---------- FRAGMENTO DE TEXTO ----------
Hace unas semanas se planteó la posibilidad de incrementar las restricciones sólo durante los fines de semana, una idea ocurrente que pretendía compatibilizar las dos necesidades que están sobre la mesa: afectaría de forma menor a la economía (puesto que todos podríamos seguir trabajando y consumiendo con cierta normalidad) y reduciría las situaciones de riesgo que abundan en nuestro tiempo de ocio (normalmente en forma de reuniones de amigos o familiares). Seguro que más de uno habría objetado que un encuentro de riesgo se puede producir tanto un domingo como un martes. Y no le faltaría razón, aunque este tipo de argumentaciones recuerdan a las quejas de los adolescentes por tener hora de llegada nocturna, porque pueden hacer lo mismo a las doce que a las cuatro de la madrugada. Sí, pero no. Evidentemente, ninguna de las medidas de restricción tiene un poder mágico para acabar con los contactos, pero sí ayudan a reducir su frecuencia e intensidad. Y supongo que todos coincidimos en que nuestra necesidad anímica de mantener actividad social es mucho mayor durante el fin de semana (cuando disponemos de mucho tiempo libre) que en los días laborables (cuando nuestra actividad profesional copa la práctica totalidad de la jornada).
----------
* **LO QUE SE PIDE**:
Retoma el texto sobre las restricciones en fin de semana y continúalo a partir de su última oración.
---------- ENTRADAS EXTRAÍDAS ----------
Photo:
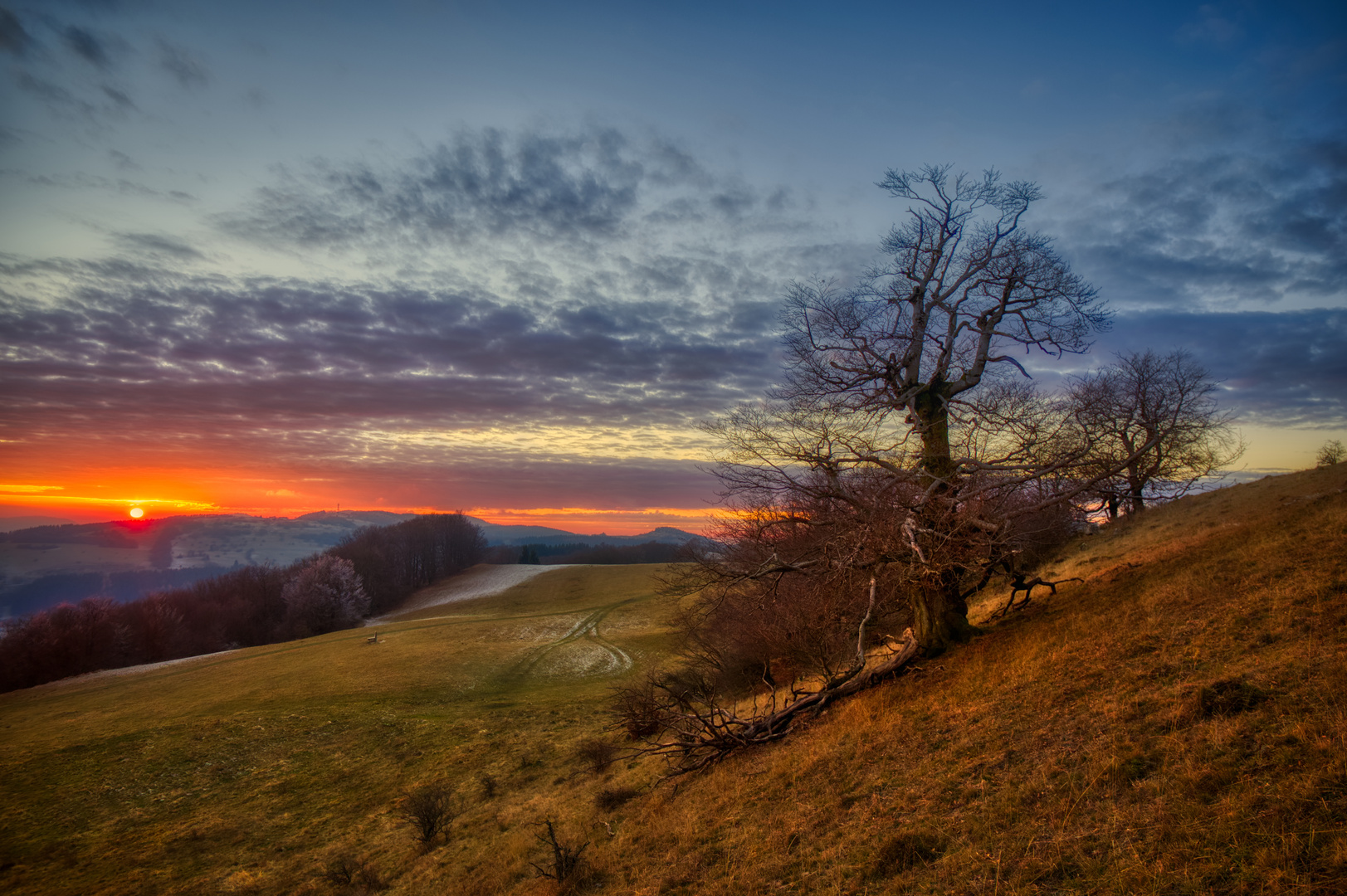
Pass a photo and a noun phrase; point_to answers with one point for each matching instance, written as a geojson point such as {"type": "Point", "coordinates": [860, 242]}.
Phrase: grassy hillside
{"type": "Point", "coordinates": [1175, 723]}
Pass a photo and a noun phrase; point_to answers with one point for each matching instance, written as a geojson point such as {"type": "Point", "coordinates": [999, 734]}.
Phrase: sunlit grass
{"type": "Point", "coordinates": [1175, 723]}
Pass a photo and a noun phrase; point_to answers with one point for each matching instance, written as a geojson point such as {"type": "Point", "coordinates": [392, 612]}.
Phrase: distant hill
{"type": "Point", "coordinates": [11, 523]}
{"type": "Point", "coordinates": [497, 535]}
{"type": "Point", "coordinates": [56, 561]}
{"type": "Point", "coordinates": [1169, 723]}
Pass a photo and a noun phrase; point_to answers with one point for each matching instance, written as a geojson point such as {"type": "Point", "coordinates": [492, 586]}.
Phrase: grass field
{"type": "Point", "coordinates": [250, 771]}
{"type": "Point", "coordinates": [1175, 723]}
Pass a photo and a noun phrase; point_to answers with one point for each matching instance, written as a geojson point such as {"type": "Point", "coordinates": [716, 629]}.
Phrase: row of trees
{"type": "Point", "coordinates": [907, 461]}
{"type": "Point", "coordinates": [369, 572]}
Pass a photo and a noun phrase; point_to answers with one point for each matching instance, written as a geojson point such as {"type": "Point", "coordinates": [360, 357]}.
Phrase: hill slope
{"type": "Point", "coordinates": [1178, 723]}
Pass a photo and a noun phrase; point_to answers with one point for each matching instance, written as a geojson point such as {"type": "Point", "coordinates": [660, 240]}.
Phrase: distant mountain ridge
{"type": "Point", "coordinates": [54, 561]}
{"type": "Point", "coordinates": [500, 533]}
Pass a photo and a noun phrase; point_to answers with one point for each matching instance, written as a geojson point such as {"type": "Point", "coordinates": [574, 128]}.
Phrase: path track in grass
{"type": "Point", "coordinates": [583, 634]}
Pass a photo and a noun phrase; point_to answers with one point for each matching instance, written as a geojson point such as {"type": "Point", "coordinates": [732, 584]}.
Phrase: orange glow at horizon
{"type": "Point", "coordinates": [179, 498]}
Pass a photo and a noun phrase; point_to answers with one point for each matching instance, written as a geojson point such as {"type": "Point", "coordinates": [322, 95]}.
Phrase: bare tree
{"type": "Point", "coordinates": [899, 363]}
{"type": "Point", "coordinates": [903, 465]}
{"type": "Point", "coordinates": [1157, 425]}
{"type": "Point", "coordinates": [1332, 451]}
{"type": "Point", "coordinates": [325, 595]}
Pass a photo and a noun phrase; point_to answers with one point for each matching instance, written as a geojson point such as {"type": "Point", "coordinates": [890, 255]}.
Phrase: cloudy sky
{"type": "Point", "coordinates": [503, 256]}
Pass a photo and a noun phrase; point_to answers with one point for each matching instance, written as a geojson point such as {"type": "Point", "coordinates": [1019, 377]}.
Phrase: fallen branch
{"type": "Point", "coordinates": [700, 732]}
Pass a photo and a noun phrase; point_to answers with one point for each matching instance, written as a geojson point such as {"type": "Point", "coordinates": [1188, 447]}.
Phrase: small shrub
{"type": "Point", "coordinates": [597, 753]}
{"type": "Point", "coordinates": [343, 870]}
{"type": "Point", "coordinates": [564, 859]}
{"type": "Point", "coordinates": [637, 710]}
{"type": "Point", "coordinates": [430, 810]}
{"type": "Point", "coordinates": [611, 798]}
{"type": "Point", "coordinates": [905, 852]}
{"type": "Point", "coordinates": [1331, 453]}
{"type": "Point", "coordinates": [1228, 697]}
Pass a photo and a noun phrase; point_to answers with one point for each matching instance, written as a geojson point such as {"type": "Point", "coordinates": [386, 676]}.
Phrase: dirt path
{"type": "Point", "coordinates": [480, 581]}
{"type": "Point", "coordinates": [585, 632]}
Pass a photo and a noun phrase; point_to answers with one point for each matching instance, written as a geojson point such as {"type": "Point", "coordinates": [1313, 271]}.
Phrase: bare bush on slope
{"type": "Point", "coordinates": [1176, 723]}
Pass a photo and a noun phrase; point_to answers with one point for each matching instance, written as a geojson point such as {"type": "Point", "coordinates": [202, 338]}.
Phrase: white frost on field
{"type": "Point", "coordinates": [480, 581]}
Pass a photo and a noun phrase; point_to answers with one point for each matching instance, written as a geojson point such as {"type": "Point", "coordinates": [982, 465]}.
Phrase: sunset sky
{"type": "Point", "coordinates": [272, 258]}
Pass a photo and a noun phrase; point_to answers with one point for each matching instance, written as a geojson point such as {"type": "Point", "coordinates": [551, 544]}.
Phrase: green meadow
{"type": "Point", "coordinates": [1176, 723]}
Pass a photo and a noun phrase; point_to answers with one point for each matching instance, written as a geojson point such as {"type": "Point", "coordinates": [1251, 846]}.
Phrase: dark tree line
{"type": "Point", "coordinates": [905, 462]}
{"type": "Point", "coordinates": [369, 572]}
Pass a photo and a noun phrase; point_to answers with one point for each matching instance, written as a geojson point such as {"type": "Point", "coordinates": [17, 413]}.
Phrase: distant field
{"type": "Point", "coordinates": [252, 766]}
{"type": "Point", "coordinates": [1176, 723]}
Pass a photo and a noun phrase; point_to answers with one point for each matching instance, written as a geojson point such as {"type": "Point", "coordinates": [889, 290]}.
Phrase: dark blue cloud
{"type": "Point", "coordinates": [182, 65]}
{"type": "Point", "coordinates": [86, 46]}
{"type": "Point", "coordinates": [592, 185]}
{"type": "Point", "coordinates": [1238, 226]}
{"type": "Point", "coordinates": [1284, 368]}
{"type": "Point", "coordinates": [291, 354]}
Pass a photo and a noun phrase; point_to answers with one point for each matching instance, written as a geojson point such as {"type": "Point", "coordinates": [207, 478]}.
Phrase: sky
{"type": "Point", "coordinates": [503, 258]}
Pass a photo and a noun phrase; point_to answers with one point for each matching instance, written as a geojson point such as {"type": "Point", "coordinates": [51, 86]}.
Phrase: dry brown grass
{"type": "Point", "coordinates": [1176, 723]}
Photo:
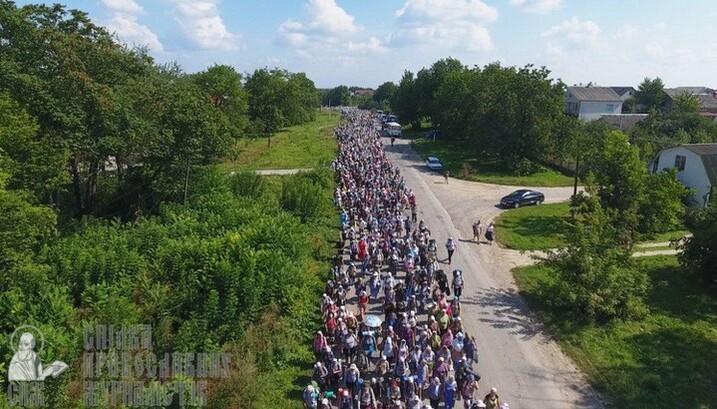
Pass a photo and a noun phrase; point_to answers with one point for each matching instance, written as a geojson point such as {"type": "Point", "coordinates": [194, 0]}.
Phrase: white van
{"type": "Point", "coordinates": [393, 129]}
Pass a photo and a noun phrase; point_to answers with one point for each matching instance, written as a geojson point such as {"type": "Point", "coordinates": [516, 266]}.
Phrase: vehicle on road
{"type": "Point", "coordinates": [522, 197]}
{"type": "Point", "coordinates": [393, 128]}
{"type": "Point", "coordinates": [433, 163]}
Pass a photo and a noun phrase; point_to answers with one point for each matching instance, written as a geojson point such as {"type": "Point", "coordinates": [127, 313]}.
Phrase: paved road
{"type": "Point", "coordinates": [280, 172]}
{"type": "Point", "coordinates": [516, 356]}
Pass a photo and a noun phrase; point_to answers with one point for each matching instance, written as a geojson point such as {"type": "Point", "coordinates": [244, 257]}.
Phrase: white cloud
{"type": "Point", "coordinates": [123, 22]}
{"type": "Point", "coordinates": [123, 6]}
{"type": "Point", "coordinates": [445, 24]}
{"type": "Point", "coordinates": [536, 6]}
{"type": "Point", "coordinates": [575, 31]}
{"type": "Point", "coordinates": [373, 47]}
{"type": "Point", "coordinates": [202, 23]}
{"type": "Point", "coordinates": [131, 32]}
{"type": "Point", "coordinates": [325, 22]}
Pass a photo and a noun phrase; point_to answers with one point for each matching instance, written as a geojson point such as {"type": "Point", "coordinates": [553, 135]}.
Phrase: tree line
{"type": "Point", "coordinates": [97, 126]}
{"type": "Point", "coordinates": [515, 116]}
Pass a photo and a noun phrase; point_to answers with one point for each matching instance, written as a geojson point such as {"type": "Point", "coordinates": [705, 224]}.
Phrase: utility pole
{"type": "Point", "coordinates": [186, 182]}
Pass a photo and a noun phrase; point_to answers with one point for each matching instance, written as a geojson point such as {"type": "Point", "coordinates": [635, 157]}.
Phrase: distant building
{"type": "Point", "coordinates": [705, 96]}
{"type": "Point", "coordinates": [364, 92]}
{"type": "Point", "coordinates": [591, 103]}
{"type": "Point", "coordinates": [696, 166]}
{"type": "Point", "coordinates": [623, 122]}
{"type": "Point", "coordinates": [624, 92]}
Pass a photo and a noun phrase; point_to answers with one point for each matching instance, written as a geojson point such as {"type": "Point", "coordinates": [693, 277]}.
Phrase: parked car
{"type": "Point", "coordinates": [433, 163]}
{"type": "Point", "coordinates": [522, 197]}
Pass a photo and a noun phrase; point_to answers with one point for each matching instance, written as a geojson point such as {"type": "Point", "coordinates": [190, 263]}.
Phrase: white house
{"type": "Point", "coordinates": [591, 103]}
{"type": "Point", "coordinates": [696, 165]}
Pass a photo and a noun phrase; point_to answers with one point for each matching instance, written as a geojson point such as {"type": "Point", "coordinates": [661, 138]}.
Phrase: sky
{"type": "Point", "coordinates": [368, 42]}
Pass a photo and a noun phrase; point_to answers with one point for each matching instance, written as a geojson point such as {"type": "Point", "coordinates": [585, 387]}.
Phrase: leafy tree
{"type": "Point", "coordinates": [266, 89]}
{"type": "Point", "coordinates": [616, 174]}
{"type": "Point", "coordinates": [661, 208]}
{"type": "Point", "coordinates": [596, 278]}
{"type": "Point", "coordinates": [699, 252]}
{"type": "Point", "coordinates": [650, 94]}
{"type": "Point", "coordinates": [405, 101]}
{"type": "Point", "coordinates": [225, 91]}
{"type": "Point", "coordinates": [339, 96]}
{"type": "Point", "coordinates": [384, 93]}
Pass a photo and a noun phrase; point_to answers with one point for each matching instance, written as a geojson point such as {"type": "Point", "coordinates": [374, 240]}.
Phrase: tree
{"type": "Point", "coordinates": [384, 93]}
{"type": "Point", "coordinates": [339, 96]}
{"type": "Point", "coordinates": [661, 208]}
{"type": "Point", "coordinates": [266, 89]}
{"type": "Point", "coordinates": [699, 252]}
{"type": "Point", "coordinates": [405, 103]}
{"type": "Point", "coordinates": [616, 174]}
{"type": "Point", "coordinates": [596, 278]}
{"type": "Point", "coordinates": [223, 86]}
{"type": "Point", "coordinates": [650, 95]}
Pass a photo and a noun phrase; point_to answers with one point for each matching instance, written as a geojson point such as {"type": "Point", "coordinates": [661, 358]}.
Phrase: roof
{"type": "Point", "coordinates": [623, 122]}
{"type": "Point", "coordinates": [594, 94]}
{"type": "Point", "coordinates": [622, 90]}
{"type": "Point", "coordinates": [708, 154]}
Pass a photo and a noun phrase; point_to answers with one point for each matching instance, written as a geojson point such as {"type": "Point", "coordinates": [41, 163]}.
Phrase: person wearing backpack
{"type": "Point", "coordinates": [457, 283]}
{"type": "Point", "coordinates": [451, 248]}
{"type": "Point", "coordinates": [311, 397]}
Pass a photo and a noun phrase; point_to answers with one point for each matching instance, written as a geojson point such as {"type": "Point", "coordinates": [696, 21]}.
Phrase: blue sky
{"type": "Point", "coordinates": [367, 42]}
----------
* **RESPUESTA**:
Sin embargo, la Generalitat nos ha sorprendido esta semana con una nueva andanada de prohibiciones mucho más exigentes, que van a tener un impacto demoledor para la supervivencia de infinidad de negocios y las expectativas laborales de miles de trabajadores. Entre otras limitaciones, el Govern impone el cierre absoluto de cines, teatros, auditorios, gimnasios, equipamientos deportivos no profesionales, ferias, congresos, parques de atracciones, instalaciones de ocio infantil, centros de belleza, actividades extraescolares, gran comercio… Además, obviamente, permanece vetada la apertura de locales de restauración. Y la cosa probablemente no quede ahí, porque ya se sugiere un nuevo confinamiento domiciliario si las cifras no mejoran en dos semanas. Hagan sus apuestas.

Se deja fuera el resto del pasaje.